Please reproduce the lines from the one that contains "Practice. Find the wispy" through the last line below, requests included, scaling each answer coordinate by 1.2 and rounding it to a whole number with halves rounded up. Keep the sample coordinates within the requests as they are.

(Point annotation dataset records)
------------------------------

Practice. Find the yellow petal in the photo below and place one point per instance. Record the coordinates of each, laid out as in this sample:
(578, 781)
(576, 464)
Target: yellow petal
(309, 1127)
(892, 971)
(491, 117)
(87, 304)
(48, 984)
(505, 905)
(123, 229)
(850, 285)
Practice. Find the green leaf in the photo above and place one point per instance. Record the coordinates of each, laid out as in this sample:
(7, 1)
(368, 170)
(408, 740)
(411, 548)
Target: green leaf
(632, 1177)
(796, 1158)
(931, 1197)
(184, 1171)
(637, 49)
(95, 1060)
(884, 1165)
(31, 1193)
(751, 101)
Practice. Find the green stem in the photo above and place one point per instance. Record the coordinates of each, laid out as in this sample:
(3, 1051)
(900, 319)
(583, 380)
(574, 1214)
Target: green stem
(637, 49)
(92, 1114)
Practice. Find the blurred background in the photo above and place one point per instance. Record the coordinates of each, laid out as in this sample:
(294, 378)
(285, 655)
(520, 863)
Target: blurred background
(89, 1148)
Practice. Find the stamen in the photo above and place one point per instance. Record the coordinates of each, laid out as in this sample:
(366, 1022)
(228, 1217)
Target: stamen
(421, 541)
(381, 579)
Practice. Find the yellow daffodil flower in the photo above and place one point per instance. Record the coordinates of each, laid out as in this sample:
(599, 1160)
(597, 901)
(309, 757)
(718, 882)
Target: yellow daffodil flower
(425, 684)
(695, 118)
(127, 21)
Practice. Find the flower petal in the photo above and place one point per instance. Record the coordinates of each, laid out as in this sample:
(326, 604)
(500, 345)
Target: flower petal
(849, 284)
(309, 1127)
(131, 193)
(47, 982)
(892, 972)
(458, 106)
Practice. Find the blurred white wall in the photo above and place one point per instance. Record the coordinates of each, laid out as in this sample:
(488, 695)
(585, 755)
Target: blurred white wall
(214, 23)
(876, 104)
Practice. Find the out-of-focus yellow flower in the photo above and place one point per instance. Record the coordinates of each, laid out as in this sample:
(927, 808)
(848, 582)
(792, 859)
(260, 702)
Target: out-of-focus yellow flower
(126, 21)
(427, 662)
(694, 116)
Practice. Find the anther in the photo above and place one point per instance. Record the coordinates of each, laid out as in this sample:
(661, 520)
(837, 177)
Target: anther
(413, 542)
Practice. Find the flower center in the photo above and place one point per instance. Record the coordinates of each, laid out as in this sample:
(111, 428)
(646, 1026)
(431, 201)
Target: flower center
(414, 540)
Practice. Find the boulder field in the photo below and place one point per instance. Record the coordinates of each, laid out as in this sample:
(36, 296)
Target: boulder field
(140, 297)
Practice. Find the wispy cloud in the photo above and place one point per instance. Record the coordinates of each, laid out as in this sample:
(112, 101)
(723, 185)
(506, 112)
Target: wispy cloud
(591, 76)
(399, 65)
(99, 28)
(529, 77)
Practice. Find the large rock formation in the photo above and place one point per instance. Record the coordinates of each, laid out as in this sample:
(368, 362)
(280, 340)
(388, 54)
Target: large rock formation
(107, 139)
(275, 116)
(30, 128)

------------------------------

The result:
Practice. Find the wispy cloud in the photo above and place one point per instance. Record the coordinates of each, laid out as in this sample:
(112, 101)
(723, 185)
(506, 112)
Target: wispy cloud
(709, 91)
(479, 78)
(119, 34)
(635, 92)
Practice. Find the large rock formation in the photo above and place one point per instance. Record the coordinates of each, laid out as in this sample:
(368, 362)
(280, 340)
(388, 54)
Target: large rock formation
(128, 167)
(330, 139)
(36, 154)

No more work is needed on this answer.